STATED GOAL 1 ->
Can you retype the rows below, everything from the line containing "point: the blurred" down to the end of the rows, leaving the pictures out of your answer?

SELECTED EXTRACT ->
= = = = = = =

The idea that the upper class is somehow innately possessed of good taste doesn't really seem to have much to back it up, except that often uc people have the money to finance the creativity of middle-class people. In fact the British uc is renowned - if only in stereotype - for its philistinism.

Not meaning to drag this into Interchange territory, just thought the quotation from Fussell (whose origins are ....?) needed a more on point rebuttal than was provided by the (_obviously_ middle class :icon_smile_big: ) library book defacer.


----------



## Lucky Strike (Feb 23, 2006)

wdygth: I'm not denying the merits of the middle class; after all, they are the ones with both the means (money, access to education and culture) and the incentive (there's still a reason for being ambitious) to actually do something worthwhile. Much of the general Western domination of the world was established by the middle class. Max Weber and his "The
Protestant Ethic and the Spirit of Capitalism" describes this ethic and the resulting process very well. 

Well, - back to clothes; I'll repeat my questions to keep this thread on track:

- How well understood (by the general public) are the Trad staples, such as hunting and sailing motifs, stripey belts and watchbands, etc., understood as markers of social class, or class aspirations?

- So to what degree is Tradliness a function of the users’ class reassurance or aspiration?


----------



## MichaelB (Dec 17, 2004)

Lucky Strike poses the question of clothing, class and anxiety very precisely and intelligently--indeed, his question is so just and perceptive it amounts to its own answer. 

I don't have much worthwhile to add, except this related observation: I'm a New England boarding school teacher, and (as a result? despite it all?) a devotee of boarding-school novels and movies. Nearly all the good American ones--I'm thinking of The Catcher in the Rye, Tobias Wolff's Old School, Dead Poets Society, A Separate Peace, Prep--feature a protagonist who is chronically anxious, hyper-verbal, perceptive, self-conscious, plagued by a sense of inadequacy. There is usually a minor character, too--upper class, dismissive, superior, unconcerned. Whit Stillman's Metropolitan isn't a boarding school film, but it visits those same people during school break and examines those same tensions. A boarding school is a fishbowl, a self-contained world, and it permits a novelist or director to examine exactly the issues Lucky Strike raises.


----------



## crazyquik (Jun 8, 2005)

I'm actually just as interested in the European upper class. What is it really like for the titled nobility in the Netherlands, Germany, Austria, etc? I've noticed a few of the board members of a Belgian stock I own are Barons. 

I just got my copy of Metropolitan a few days ago and have only watched it once.

I also wonder what it would be like to put a trad young man (Coolidge, myself, etc) in Europe and see how he would be percieved. From the Fashion Forum we've learned that white shirts and navy blazers have stigma attached to them in England, but I wonder what would happen if it were a navy sack blazer, a wrinkled OCBD, and a bowtied America wearing loafers with no socks?


----------



## Lucky Strike (Feb 23, 2006)

crazyquik said:


> I'm actually just as interested in the European upper class. What is it really like for the titled nobility in the Netherlands, Germany, Austria, etc? I've noticed a few of the board members of a Belgian stock I own are Barons.
> 
> I just got my copy of Metropolitan a few days ago and have only watched it once.
> 
> I also wonder what it would be like to put a trad young man (Coolidge, myself, etc) in Europe and see how he would be percieved. From the Fashion Forum we've learned that white shirts and navy blazers have stigma attached to them in England, but I wonder what would happen if it were a navy sack blazer, a wrinkled OCBD, and a bowtied America wearing loafers with no socks?

= = = = = = =

(Position identification records)
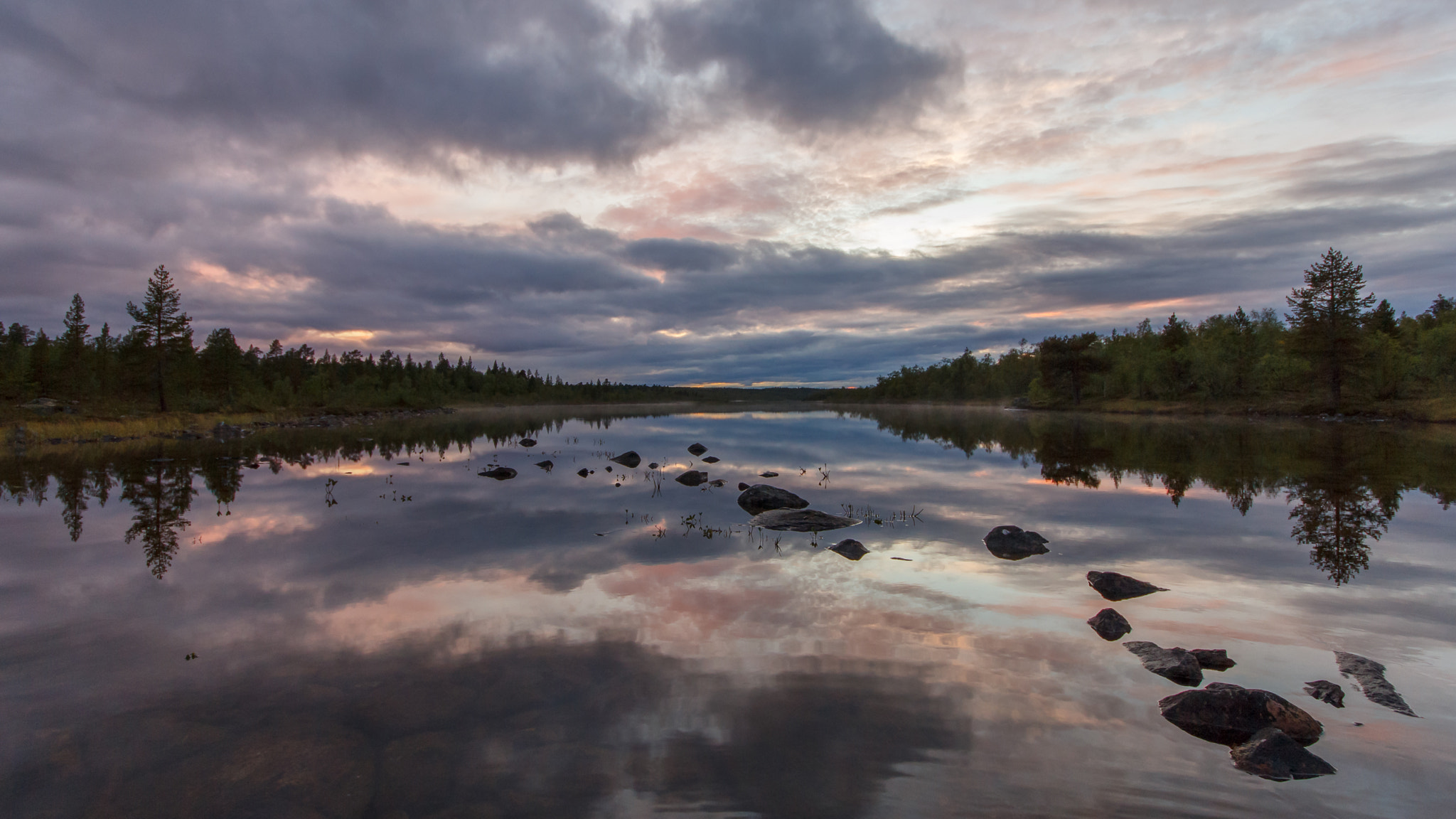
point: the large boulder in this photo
(1114, 587)
(800, 520)
(628, 459)
(1014, 542)
(1231, 714)
(1273, 755)
(1369, 675)
(1172, 663)
(1327, 691)
(762, 498)
(1110, 626)
(692, 478)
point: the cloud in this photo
(810, 63)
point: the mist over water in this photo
(382, 631)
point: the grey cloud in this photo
(813, 63)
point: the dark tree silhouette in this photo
(162, 498)
(1328, 314)
(161, 324)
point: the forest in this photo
(156, 365)
(1334, 350)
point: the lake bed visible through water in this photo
(355, 623)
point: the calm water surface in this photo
(382, 633)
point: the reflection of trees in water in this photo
(1336, 523)
(161, 498)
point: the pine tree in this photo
(1328, 314)
(161, 324)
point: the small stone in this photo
(1114, 587)
(1369, 675)
(1273, 755)
(1214, 659)
(1327, 691)
(1172, 663)
(800, 520)
(762, 498)
(1110, 626)
(1012, 542)
(692, 478)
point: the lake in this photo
(353, 621)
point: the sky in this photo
(717, 191)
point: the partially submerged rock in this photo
(1369, 677)
(1327, 691)
(1273, 755)
(1014, 542)
(800, 520)
(1231, 714)
(692, 478)
(1172, 663)
(1110, 626)
(1114, 587)
(1214, 659)
(762, 498)
(851, 548)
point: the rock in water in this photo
(1229, 714)
(1114, 587)
(628, 459)
(1369, 675)
(1328, 691)
(1110, 626)
(1172, 663)
(800, 520)
(692, 478)
(1012, 542)
(1214, 659)
(762, 498)
(1273, 755)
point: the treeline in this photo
(1336, 348)
(158, 365)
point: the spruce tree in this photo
(1328, 312)
(161, 324)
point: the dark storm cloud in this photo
(813, 63)
(536, 80)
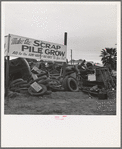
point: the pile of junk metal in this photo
(41, 78)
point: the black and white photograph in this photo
(60, 59)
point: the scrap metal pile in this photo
(44, 79)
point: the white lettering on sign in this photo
(36, 49)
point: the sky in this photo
(90, 26)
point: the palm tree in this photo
(109, 57)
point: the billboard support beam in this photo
(7, 69)
(64, 64)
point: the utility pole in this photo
(71, 56)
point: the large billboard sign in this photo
(35, 49)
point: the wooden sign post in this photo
(7, 69)
(64, 64)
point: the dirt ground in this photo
(59, 103)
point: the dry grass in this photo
(59, 103)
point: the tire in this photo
(15, 81)
(41, 74)
(24, 85)
(44, 81)
(54, 89)
(64, 84)
(48, 92)
(72, 85)
(44, 90)
(40, 78)
(18, 83)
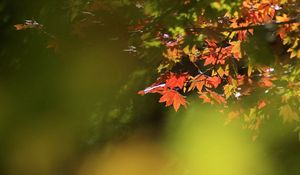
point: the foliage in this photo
(242, 55)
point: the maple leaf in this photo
(217, 97)
(20, 26)
(204, 96)
(236, 49)
(214, 81)
(198, 82)
(176, 80)
(265, 82)
(172, 97)
(173, 54)
(261, 104)
(288, 114)
(209, 59)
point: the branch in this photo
(295, 20)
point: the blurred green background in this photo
(75, 109)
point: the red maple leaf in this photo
(214, 81)
(172, 97)
(176, 80)
(261, 104)
(209, 59)
(204, 96)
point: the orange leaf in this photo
(172, 97)
(214, 81)
(261, 104)
(176, 80)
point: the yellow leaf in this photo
(288, 114)
(249, 70)
(186, 50)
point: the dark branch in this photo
(276, 24)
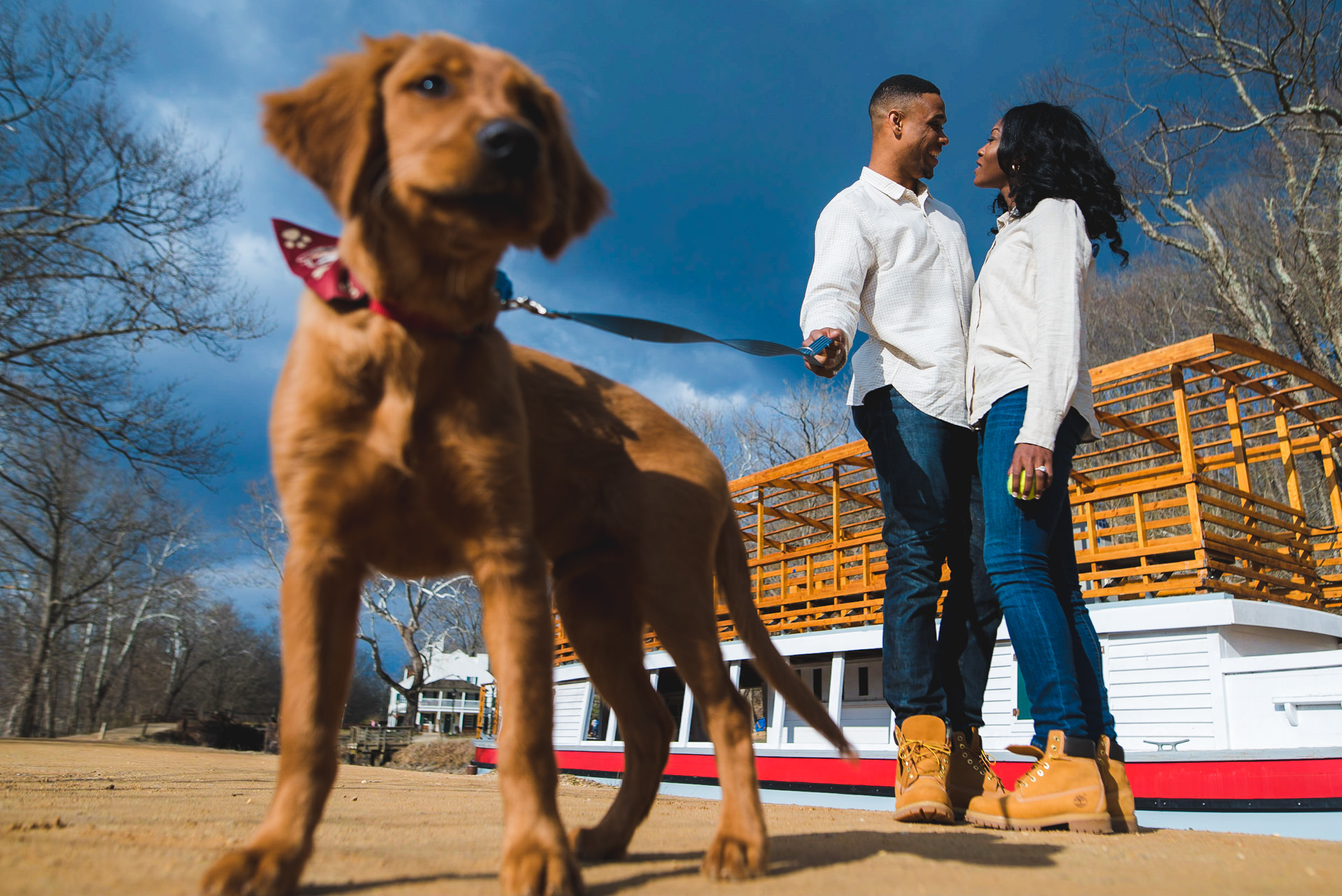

= = = = = = =

STATED GOAL 2 ->
Will you echo, word for word, everything in the forum thread on class and clothing above from "Not meaning to" down to "library book defacer."?

FULL ANSWER 1 ->
point: the blurred green background in this photo
(75, 109)
point: the red maple leaf in this photo
(214, 81)
(172, 97)
(176, 80)
(261, 104)
(209, 59)
(204, 96)
point: the orange leaf in this photo
(172, 97)
(214, 81)
(261, 104)
(176, 80)
point: the yellow leaf in this photo
(288, 114)
(249, 70)
(186, 50)
point: the dark branch in this photo
(276, 24)

FULL ANSWER 2 ->
Not meaning to drag this into Interchange territory, just thought the quotation from Fussell (whose origins are ....?) needed a more on point rebuttal than was provided by the (_obviously_ middle class :icon_smile_big: ) library book defacer.